■ **SOURCE EXCERPT**

begin

A human reader looking at a newspaper page is generally able to distinguish advertisements from editorial content quickly and accurately at a glance. Advertisements tend to be visually distinct, featuring bright colorful designs, all capitalized text, large and distinctive fonts, and inverted text colors (light color text against dark backgrounds). A quick visual pass is therefore more often than not all that is required. Wherever any ambiguity persists, it can be resolved by reading a portion of the text. The presence of named commercial entities and logos along with advertisement-specific language tends to clear up any lingering uncertainty.
Ideally, a machine learning model built to classify advertisements should be able to incorporate information from an array of senses similar to the ones we are using when making a determination. And since the way we classify content is through a combination of visual and contextual language clues, we aim for our model to do the same.

end

■ **INFORMATION PROVIDED**

begin

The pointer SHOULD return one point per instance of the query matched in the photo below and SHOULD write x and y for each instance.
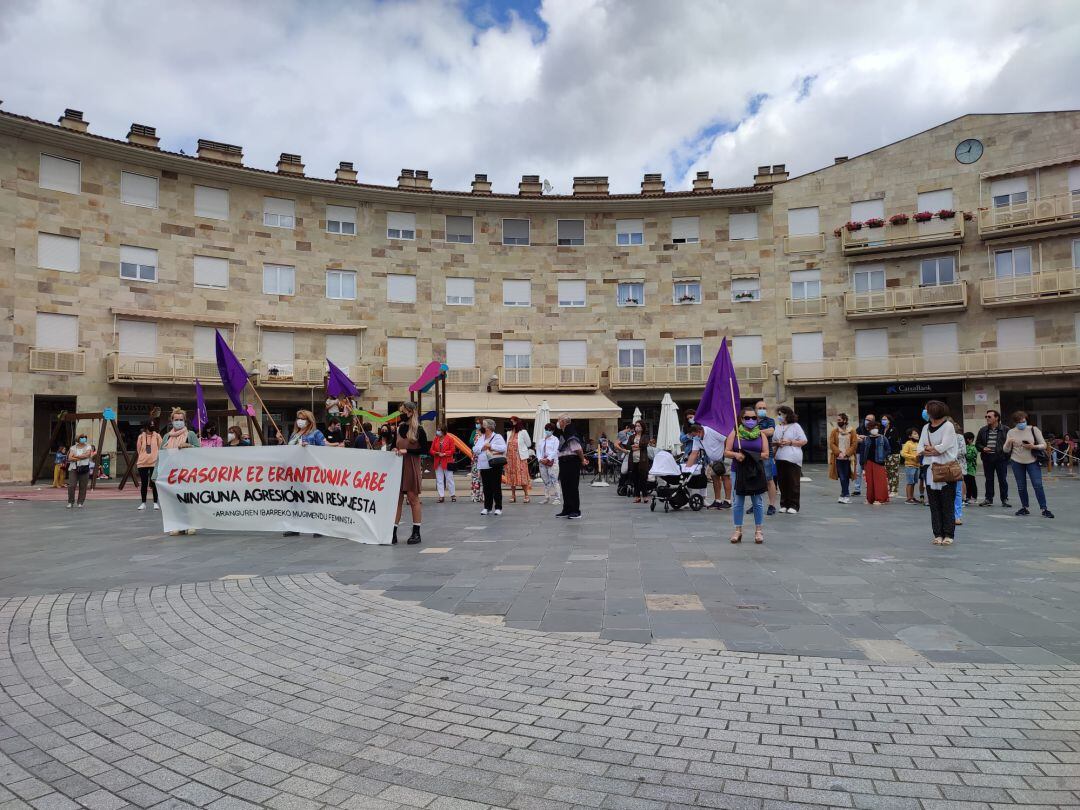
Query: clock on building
(970, 150)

end

■ **AIM OF THE TASK**
Reproduce the passage about distinguishing newspaper advertisements from editorial content word for word, keeping both paragraphs in full.

■ **TASK RESPONSE**
A human reader looking at a newspaper page is generally able to distinguish advertisements from editorial content quickly and accurately at a glance. Advertisements tend to be visually distinct, featuring bright colorful designs, all capitalized text, large and distinctive fonts, and inverted text colors (light color text against dark backgrounds). A quick visual pass is therefore more often than not all that is required. Wherever any ambiguity persists, it can be resolved by reading a portion of the text. The presence of named commercial entities and logos along with advertisement-specific language tends to clear up any lingering uncertainty.
Ideally, a machine learning model built to classify advertisements should be able to incorporate information from an array of senses similar to the ones we are using when making a determination. And since the way we classify content is through a combination of visual and contextual language clues, we aim for our model to do the same.